**Exercise task**:
Extend the gate parameter documentation below past its last line, carrying on the Novelty Score section in the same style and layout as the risk and profit sections.

**Source document**:
The risk gate uses Bayesian posterior evaluation: P(delta >= trigger_factor | data) > confidence_threshold.

2.1 risk_baseline¶

What it represents: The current risk level before the proposed change.

Range: 0.0 - 1.0
Default: 0.0 (no existing risk)
Units: Dimensionless probability / normalized ratio

How to derive it:

Domain	Metric	Derivation
Trading	Value-at-Risk / limit	Current VaR divided by position limit
CI/CD	Error rate	Current production error rate (e.g., 0.02 = 2%)
Content moderation	False positive rate	Current FPR from quality dashboard
Autonomous agents	Failure rate	Recent task failure count / total tasks

Boundary behavior: - risk_baseline = 0.0: Any non-zero proposed risk triggers the gate (0 to anything is an infinite multiplier, but epsilon_R=0.01 prevents division by zero) - risk_baseline = risk_proposed: Delta is 0, gate always passes

2.2 risk_proposed¶

What it represents: The predicted risk level after the proposed change is applied.

Range: 0.0 - 1.0
Default: 0.0
Alias: risk_score (MCP/CLI shorthand)

Gate math: The risk gate normalizes the delta as (risk_proposed - risk_baseline) / max(|risk_baseline|, epsilon_R) and computes a Bayesian posterior probability that this delta exceeds risk_trigger_factor (default: 2.0). If P(delta >= 2.0 | data) > 0.95, the gate fails.

Common mistakes: - Setting risk_proposed without setting risk_baseline — the gate compares the two, so both matter - Using values > 1.0 — the gate accepts them but they indicate the normalization is wrong

3. Profit Parameters¶

The profit gate mirrors the risk gate (Bayesian posterior) but measures performance improvement.

3.1 profit_baseline¶

What it represents: Current performance/profit metric before the change.

Range: Any real number (not normalized to 0-1)
Default: 0.0
Units: Domain-specific

Domain	Metric	Typical Values
Trading	Sharpe ratio	0.5 - 3.0
CI/CD	Deployment throughput (deploys/day)	1 - 50
Content moderation	Precision	0.85 - 0.99
Autonomous agents	Task success rate	0.7 - 0.99

3.2 profit_proposed¶

What it represents: Expected performance/profit after the change.

Range: Any real number
Default: 0.0

Gate math: Same as risk — (profit_proposed - profit_baseline) / max(profit_baseline, epsilon_P). The gate triggers when performance drops by a factor of profit_trigger_factor (default: 2.0) with 95% confidence.

Note: The profit gate detects decreases in performance, not increases. A positive delta (improvement) always passes.

4. Novelty Score¶

What it represents: How unprecedented or novel the proposal is. Higher novelty means more scrutiny.

**Provided data**:
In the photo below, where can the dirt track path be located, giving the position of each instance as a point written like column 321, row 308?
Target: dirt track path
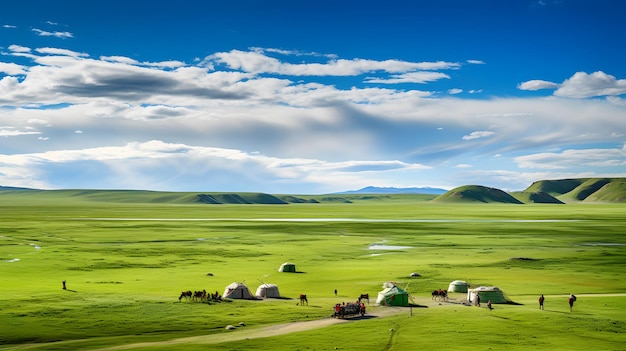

**Written response**:
Range: 0.0 (routine/well-understood) to 1.0 (completely novel)
Default: 0.5

Gate math: Logistic function G(N) = 1 / (1 + exp(-k * (N - N0))) where N0=0.7 (inflection point) and k=10 (steepness). The gate passes when G(N) >= 0.8 (threshold).

Key transition points:

Novelty	G(N)	Outcome
0.0	~0.001	Fail (not novel enough)
0.5	~0.12	Fail (insufficient novelty)
0.65	~0.38	Fail (moderate, still below threshold)
0.7	0.50	Fail (at inflection, still below 0.8)
0.8	~0.73	Fail (approaching threshold)
0.84	~0.80	Threshold — barely passes
0.85	~0.82	Pass (sufficient novelty)
1.0	~0.95	Pass (highly novel)

Important: The novelty gate passes for highly novel proposals (G(N) >= 0.8, meaning N >= ~0.84). Proposals with low novelty fail this gate. This reflects the spec's design that proposals should demonstrate sufficient novelty to warrant consideration. If your domain treats high novelty as a risk factor, consider using 1.0 - your_novelty_metric as the novelty_score input.

How to derive it:

Domain	Method
Trading	1.0 - cosine_similarity(new_strategy, nearest_historical_strategy)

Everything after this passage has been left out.